Extracted data entries:
● ● ●

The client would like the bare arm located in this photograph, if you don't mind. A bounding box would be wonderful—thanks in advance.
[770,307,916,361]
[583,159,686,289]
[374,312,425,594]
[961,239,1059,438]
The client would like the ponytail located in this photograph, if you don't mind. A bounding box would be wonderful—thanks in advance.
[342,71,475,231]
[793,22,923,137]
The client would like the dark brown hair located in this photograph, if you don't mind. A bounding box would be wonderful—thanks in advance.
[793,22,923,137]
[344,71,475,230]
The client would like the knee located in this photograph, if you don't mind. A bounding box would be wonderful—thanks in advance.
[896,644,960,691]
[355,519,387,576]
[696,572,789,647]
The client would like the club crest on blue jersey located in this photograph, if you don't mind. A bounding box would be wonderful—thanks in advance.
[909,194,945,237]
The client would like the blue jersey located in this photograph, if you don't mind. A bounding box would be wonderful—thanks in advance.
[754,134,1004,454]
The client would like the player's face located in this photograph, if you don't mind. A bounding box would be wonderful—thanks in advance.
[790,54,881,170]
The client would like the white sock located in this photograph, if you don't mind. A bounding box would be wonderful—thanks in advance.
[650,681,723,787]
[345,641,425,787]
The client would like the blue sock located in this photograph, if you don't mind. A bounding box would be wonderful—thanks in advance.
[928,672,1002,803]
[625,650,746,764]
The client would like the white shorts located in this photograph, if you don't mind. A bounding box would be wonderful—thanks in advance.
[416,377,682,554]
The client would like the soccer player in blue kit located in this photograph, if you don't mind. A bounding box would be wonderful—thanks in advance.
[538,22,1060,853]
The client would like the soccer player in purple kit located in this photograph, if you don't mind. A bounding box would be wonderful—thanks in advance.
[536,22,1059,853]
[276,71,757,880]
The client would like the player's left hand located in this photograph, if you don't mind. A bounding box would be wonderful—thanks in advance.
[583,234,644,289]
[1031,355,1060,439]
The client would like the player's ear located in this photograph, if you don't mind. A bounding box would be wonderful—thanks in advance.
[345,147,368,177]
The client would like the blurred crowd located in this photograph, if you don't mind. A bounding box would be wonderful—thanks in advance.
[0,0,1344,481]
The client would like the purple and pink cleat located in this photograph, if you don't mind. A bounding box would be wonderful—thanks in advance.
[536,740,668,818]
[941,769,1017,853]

● ● ●

_PROBLEM DESCRIPTION_
Please resize everything from the start of the data down to the line containing "[345,641,425,787]", with both ends included. Give every line again, but multiply each bounding-box coordinate by 1.9 and round it to a whole number, with halves rounding up.

_TASK SOLUTION_
The client would like the bare arm located in this photograph, if you don't mind. A bounding box would be wonderful—thanks in advance.
[1463,583,1740,686]
[1108,302,1303,549]
[711,593,808,1129]
[1826,454,2012,832]
The client would like the ponytail located in this photograph, if you don't mind. A bounding box would be wonderful—thanks in advance.
[650,135,903,439]
[1507,42,1754,260]
The client would like the dark brown hair located in this photograph, if you don't mind. A bounding box would be wonderful—thanks in advance.
[1507,42,1754,260]
[654,135,903,437]
The client would like the knee located in this photograph, if you don't mind. A bounding box would be wonderful—thanks in advance.
[1702,1224,1824,1313]
[675,986,735,1094]
[1322,1087,1499,1229]
The client would like the club crest on blue jersey located in this photograph, if you don't mind. A bounding box would be wonderful—thanks in advance.
[1727,369,1796,450]
The client would like the blue jersey located in this photograph, if you don't mind. A bounding box would be wonderful—thanks in advance.
[1433,255,1908,863]
The client would like the player's face located in this photograph, if you don't mind. A bounding box would be wonderful—thanks in advance.
[1501,103,1674,323]
The client would like the white sock located in this photograph, if you don't mind. A bounding box would be wonderful—thanks in advance.
[1235,1294,1374,1495]
[656,1218,808,1495]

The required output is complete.